Flashback to 1979. We see McConaughey as a child, with his brother walking home from school. The children are called Fenton (older brother) and Adam (younger). They live with their father, who is played by Bill Paxton. He cares about his children, and they trust and respect him. One night he wakes them up and tells them he has had a vision: an angel sent down from God, telling him that the end of the world is near, and demons are walking amongst them, and it is his job to kill them. Adam, young and easy to manipulate, trusts his dad completely. Fenton, on the other hand, is older and thinks that his dad has gone insane. One of the things I admired about "Frailty" is that it doesn't tell us whether he has or not.
He finds a weapon, an axe, and a pair of gloves. He thinks that these have been sent down from God, to kill the demons with. He writes a list of people's names, which he says are demons. Fenton knows, though, that they are people and that if his dad killed them it would be murder.

#### [TASK BRIEF]
In the review of "Frailty," what does Fenton believe it would be if his father killed the people on the list? These items come from a separate source.

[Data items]
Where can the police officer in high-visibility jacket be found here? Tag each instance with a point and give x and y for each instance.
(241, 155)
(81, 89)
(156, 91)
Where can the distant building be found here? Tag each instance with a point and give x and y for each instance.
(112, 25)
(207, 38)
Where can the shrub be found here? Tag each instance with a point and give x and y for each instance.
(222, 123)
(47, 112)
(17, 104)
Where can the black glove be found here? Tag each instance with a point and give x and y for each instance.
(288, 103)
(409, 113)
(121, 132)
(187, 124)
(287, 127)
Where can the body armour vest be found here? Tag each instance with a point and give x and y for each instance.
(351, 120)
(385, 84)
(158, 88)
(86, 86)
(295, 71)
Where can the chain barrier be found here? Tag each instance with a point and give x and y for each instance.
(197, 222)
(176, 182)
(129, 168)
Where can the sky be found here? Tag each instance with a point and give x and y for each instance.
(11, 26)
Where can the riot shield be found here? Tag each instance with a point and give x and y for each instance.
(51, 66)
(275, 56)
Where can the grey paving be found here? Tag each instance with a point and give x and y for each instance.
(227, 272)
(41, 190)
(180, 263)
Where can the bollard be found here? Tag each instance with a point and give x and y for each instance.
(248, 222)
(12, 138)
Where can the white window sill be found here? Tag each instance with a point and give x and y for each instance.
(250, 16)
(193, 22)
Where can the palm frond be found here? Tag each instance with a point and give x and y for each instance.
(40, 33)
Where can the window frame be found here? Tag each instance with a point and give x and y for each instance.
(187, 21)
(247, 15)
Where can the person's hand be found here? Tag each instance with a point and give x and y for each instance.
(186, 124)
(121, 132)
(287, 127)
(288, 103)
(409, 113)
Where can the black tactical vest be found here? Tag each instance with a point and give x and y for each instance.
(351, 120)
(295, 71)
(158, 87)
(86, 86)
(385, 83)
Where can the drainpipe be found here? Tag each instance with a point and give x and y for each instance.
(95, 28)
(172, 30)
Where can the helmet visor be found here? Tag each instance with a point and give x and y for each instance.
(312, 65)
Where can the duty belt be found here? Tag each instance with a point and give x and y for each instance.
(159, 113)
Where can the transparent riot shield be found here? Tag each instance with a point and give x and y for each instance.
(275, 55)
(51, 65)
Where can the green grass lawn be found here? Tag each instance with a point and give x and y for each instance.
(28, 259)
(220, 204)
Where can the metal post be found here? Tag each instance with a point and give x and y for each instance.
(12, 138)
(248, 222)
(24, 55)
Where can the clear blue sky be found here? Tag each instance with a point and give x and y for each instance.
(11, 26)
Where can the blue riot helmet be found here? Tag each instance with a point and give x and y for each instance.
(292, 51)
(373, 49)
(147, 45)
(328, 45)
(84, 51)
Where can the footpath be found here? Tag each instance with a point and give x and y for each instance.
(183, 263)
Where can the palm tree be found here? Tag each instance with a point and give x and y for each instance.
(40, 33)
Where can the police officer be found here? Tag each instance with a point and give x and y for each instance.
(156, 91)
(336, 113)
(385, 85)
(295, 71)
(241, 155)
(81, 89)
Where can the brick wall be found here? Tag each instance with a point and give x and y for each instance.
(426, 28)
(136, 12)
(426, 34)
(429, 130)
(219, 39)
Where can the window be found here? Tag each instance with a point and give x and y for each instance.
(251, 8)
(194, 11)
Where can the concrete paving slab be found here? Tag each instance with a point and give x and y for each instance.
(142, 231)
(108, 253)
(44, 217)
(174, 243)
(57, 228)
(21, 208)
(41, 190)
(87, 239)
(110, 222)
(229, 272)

#### [RESPONSE TO THE EXERCISE]
Murder, because he knows they are people.